----- Supplied data -----

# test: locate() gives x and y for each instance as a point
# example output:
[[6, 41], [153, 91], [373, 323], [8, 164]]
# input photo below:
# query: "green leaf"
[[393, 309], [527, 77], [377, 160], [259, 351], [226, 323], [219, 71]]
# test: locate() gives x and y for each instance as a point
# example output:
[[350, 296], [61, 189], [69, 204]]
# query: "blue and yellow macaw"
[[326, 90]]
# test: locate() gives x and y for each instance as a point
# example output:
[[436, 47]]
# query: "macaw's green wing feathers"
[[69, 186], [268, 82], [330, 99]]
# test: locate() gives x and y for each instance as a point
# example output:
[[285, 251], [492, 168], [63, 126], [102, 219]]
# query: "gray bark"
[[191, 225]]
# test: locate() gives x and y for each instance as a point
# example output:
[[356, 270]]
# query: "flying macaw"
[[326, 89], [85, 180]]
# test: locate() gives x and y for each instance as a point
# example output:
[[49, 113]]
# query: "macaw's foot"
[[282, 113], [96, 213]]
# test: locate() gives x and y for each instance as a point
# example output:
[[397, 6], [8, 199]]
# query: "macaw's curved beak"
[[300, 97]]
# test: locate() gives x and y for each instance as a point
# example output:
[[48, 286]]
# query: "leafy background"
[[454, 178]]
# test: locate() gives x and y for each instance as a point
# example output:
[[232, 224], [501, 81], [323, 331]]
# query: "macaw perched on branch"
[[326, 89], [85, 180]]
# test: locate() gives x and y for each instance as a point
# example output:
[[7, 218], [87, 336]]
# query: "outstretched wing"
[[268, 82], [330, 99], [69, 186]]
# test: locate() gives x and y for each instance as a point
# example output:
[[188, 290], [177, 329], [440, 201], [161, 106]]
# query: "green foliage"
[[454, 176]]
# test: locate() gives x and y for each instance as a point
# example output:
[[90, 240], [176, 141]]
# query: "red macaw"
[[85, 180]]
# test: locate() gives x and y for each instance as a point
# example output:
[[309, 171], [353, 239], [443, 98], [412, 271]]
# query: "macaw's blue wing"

-----

Goal of the exercise ::
Copy out every item above word for word, from the first line to the last.

The result ::
# test: locate() gives x and y for each instance as a point
# example output:
[[6, 41], [153, 91], [373, 323], [8, 164]]
# input photo below:
# query: "green leaf"
[[393, 309], [527, 77], [377, 160], [259, 351], [226, 323], [219, 71]]
# test: locate() gives x and y for each instance as a point
# example output:
[[350, 296], [61, 189], [69, 204]]
# query: "blue and yellow macaw"
[[326, 90]]
# test: locate() gives x and y for each instance as a point
# example output:
[[436, 47]]
# query: "macaw's green wing feathers"
[[69, 186], [268, 82], [330, 99]]
# test: locate() gives x and y for each instance as a point
# example output:
[[285, 251], [492, 168], [63, 126], [102, 219]]
# query: "gray bark"
[[191, 225]]
# test: locate() gives x and y for each instance as a point
# example output:
[[356, 270]]
# query: "flying macaw"
[[326, 89], [85, 180]]
# test: locate() gives x and y for each instance as a point
# example output:
[[49, 113]]
# query: "macaw's foot"
[[282, 113], [96, 213]]
# test: locate() gives x and y for each instance as a point
# example output:
[[397, 6], [8, 199]]
# query: "macaw's curved beak"
[[300, 97]]
# test: locate() gives x and y for each instance as a point
# example output:
[[48, 286]]
# query: "leafy background"
[[454, 178]]
# test: locate() gives x and y for each instance as a point
# example output:
[[232, 224], [501, 81], [323, 331]]
# query: "macaw perched on branch"
[[326, 89], [85, 180]]
# test: locate() gives x and y for each instance as a point
# example output:
[[7, 218], [87, 336]]
# query: "outstretched wing"
[[268, 82], [330, 99], [69, 186]]
# test: locate() gives x and y for each instance as a point
# example output:
[[188, 290], [177, 329], [440, 201], [161, 106]]
# query: "green foliage"
[[454, 176]]
# test: locate() gives x and y for each instance as a point
# example output:
[[90, 240], [176, 141]]
# query: "red macaw"
[[85, 180]]
# test: locate() gives x and y for each instance as a point
# example output:
[[309, 171], [353, 239], [443, 98], [412, 271]]
# query: "macaw's blue wing"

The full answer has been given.